[Source text]

The undisputed facts show Bish was entitled to gross attorneys’ fees in the amount of 25%. It is undisputed that Plaintiff retained Waks to represent him in an action for his injuries in the underlying action and signed a written retainer agreement with Waks. (UMF No. 2.) The retainer agreement, attached as Exhibit 1 to the complaint, provides for attorneys’ fees in the amount of 33.5% of the gross recovery or 40% of the gross recovery if settled 30 days before trial. It is undisputed that in July 2016, Waks, L&B, and Bish entered into an association agreement whereby it was agreed that Bish would be lead trial counsel and the gross attorney fees would be divided 50% to Waks and 50% to L&B and Bish (25% each), and Plaintiff consented to the arrangement. (UMF No. 11.) It is undisputed that the underlying action settled on July 22, 2016, for $991,249.01. (UMF No. 16.) It is undisputed that Bish received a check for $99,124.90 from L&B’s client trust account for her share of the attorneys’ fees (UMF No. 26) which is the amount to which she was entitled under the retainer agreement.[1]

The undisputed facts also show Bish did not charge for unreasonable costs. It is undisputed that all of the costs and expenses which Bish expended in connection with the Underlying Case were necessary to properly prosecute the case and Bish did not charge Plaintiff for expenses that were incurred on behalf of any other client or in any other matter. (UMF No. 32). The retainer agreement explicitly states that Plaintiff “shall reimburse any reasonable costs expended by attorney in good faith.”

Based on the foregoing, Bish met her burden on summary judgment/adjudication. Therefore, the burden shifts to Plaintiff to create a triable issue of material fact. As discussed below in detail, Plaintiff did not meet his burden. Plaintiff did not submit admissible evidence creating a triable issue of material fact as to whether Bish breached the retainer agreement. Instead Plaintiff argues that Bish breached her contract (the retainer agreement)by not preventing the other attorneys from breaching theirs.

[Supplied entries]
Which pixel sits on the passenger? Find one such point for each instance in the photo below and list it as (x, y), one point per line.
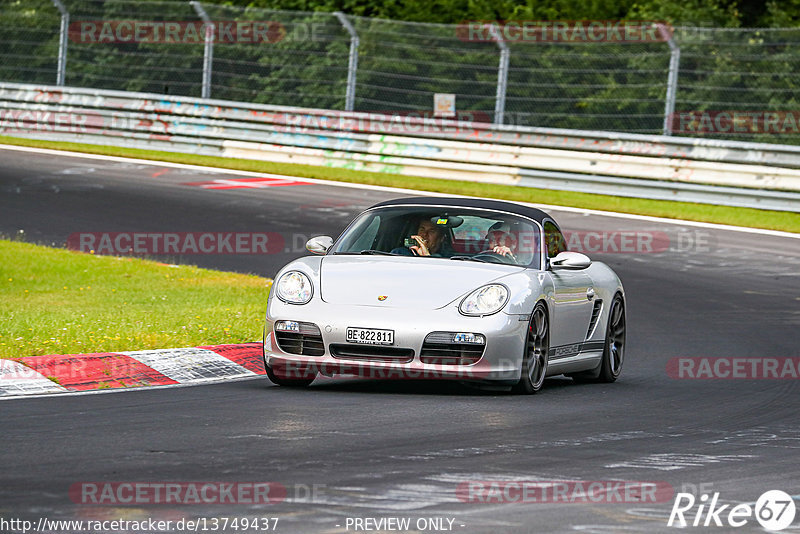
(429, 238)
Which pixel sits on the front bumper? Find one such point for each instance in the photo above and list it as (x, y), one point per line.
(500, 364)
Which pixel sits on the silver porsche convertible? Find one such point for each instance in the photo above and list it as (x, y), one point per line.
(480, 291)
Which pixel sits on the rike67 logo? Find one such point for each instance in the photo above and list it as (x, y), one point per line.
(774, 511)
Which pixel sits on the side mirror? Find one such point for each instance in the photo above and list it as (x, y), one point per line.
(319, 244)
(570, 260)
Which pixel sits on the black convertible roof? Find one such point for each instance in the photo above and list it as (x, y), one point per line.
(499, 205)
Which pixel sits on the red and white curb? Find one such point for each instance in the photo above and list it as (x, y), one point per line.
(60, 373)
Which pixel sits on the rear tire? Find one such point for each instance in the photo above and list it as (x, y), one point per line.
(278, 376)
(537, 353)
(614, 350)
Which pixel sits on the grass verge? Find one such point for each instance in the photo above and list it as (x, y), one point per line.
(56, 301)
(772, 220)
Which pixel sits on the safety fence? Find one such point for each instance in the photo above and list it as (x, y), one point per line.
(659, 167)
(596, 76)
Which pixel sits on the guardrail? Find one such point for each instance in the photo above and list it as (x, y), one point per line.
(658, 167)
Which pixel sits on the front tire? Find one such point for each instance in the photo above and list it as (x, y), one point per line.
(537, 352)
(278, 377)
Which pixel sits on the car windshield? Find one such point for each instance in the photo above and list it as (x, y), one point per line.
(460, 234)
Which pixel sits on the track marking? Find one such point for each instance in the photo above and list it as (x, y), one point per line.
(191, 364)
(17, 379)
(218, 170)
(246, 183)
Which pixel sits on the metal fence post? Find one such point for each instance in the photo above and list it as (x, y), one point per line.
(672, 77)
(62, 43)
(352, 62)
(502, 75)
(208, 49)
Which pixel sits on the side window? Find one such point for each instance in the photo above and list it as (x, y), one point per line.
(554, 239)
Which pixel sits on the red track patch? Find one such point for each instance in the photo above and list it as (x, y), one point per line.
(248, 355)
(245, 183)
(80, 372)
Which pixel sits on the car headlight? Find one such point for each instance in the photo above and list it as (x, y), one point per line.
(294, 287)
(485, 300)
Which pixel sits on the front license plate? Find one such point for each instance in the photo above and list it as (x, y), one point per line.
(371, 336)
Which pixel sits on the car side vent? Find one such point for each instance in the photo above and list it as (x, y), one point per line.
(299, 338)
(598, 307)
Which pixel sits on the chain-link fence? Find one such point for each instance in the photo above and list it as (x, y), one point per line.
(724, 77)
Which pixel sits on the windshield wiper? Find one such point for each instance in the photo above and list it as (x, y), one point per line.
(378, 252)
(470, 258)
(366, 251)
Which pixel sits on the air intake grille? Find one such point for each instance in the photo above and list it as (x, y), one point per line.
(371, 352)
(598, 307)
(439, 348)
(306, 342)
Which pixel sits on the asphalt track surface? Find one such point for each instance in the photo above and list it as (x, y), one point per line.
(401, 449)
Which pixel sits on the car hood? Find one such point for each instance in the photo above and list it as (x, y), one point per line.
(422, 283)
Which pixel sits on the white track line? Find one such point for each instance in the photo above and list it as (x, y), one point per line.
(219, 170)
--
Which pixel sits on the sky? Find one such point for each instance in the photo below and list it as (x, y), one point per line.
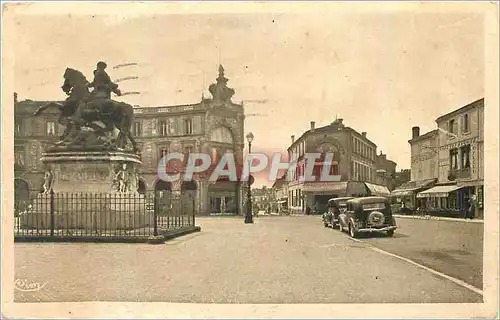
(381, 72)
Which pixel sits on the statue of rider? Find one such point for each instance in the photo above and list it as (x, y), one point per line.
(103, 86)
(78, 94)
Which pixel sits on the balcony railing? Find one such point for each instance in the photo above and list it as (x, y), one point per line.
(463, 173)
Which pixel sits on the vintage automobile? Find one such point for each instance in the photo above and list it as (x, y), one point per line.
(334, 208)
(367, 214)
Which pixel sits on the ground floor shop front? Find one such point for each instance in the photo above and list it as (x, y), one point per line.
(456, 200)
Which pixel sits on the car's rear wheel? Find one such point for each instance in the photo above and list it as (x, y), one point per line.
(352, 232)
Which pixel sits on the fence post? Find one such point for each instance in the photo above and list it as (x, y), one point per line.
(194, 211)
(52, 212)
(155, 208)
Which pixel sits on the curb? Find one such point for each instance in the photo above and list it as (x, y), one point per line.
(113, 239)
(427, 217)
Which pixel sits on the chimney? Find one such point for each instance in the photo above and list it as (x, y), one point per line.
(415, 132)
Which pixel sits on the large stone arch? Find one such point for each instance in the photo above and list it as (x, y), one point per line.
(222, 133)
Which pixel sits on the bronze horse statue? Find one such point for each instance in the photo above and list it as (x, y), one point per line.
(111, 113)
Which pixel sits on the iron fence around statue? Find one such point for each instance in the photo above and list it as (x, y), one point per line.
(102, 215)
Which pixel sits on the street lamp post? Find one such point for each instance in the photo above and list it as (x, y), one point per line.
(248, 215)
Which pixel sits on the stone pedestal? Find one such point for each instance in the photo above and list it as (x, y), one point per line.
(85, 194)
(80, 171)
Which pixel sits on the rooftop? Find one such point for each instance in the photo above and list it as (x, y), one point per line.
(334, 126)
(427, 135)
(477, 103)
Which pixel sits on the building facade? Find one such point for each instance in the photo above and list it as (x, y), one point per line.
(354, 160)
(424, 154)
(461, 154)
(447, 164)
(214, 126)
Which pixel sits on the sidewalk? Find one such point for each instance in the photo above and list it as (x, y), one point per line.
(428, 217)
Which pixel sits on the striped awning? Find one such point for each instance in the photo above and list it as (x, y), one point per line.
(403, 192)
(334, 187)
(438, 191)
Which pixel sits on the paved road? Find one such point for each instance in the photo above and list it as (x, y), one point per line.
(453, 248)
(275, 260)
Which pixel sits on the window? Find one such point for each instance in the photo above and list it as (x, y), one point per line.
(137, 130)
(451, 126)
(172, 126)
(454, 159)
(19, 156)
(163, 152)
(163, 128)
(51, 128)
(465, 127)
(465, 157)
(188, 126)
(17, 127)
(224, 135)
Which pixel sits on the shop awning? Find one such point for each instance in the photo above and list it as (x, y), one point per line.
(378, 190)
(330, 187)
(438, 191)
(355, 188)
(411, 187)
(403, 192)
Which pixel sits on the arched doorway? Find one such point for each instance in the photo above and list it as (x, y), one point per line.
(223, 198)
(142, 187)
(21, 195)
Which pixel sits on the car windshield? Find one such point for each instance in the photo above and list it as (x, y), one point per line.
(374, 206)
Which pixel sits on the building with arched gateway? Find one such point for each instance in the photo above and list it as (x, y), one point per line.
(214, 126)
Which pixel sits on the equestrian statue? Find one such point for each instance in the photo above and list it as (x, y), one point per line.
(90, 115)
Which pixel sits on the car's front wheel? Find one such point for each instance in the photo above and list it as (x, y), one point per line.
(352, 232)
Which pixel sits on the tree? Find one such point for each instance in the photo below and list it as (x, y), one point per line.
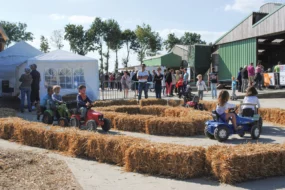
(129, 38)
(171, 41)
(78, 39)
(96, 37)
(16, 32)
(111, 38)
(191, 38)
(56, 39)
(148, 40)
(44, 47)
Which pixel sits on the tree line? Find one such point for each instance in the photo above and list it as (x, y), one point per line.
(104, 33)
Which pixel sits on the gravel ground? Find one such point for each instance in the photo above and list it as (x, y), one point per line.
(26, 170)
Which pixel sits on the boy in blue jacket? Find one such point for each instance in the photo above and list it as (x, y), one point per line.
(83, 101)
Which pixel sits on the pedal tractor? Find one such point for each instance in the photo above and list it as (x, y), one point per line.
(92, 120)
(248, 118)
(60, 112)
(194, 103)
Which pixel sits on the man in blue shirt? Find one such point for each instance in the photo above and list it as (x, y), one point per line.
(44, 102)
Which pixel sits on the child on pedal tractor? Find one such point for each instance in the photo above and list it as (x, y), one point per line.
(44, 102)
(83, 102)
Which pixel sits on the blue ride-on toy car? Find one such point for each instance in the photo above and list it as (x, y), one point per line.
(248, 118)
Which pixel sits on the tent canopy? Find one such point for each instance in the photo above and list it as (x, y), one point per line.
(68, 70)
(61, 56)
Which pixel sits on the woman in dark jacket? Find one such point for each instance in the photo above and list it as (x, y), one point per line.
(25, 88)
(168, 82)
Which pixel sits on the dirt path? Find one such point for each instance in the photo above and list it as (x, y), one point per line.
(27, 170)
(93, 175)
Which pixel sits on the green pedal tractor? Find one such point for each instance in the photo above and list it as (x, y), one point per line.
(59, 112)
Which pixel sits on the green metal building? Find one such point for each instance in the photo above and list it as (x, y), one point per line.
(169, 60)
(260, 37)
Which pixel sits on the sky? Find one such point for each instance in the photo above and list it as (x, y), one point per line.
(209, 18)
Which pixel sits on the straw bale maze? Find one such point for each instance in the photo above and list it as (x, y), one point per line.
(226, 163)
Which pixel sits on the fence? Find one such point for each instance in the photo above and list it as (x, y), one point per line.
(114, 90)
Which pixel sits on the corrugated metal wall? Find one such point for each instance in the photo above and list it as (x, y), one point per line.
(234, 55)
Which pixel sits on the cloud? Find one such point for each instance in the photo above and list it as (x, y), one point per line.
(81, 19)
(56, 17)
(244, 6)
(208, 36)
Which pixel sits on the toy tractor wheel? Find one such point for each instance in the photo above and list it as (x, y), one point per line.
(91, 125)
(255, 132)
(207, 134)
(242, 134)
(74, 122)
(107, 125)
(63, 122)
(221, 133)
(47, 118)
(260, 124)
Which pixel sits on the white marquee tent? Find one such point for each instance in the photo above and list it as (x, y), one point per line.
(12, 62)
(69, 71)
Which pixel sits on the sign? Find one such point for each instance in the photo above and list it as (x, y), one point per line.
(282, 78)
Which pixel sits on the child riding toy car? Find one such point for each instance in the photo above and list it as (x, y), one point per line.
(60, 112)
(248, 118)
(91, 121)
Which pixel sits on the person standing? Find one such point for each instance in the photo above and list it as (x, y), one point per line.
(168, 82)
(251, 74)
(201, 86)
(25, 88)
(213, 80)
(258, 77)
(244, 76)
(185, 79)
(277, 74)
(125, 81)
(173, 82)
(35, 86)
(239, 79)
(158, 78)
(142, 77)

[Task set]
• a. Based on the ruling, answer yes or no to each statement below and quote the exact words of the ruling that decide it: (i) Under the association agreement, Bish was to receive 50% of the gross attorney fees. (ii) The retainer agreement provides for 40% of the gross recovery if the case settled 30 days before trial. (iii) Plaintiff submitted admissible evidence creating a triable issue of material fact as to whether Bish breached the retainer agreement.
• b. Copy everything in the ruling from "Based on the" down to "from breaching theirs.", word for word.
• c. Answer these questions using the ruling:
(i) In what month and year did Waks, L&B, and Bish enter into the association agreement?
(ii) What was the amount of the check Bish received from L&B's client trust account?
(iii) Who was to be lead trial counsel?

[Responses to the tasks]
• a.
(i) No: "the gross attorney fees would be divided 50% to Waks and 50% to L&B and Bish (25% each)"
(ii) Yes: "40% of the gross recovery if settled 30 days before trial"
(iii) No: "Plaintiff did not submit admissible evidence creating a triable issue of material fact as to whether Bish breached the retainer agreement"

• b.
Based on the foregoing, Bish met her burden on summary judgment/adjudication. Therefore, the burden shifts to Plaintiff to create a triable issue of material fact. As discussed below in detail, Plaintiff did not meet his burden. Plaintiff did not submit admissible evidence creating a triable issue of material fact as to whether Bish breached the retainer agreement. Instead Plaintiff argues that Bish breached her contract (the retainer agreement)by not preventing the other attorneys from breaching theirs.

• c.
(i) July 2016
(ii) $99,124.90
(iii) Bish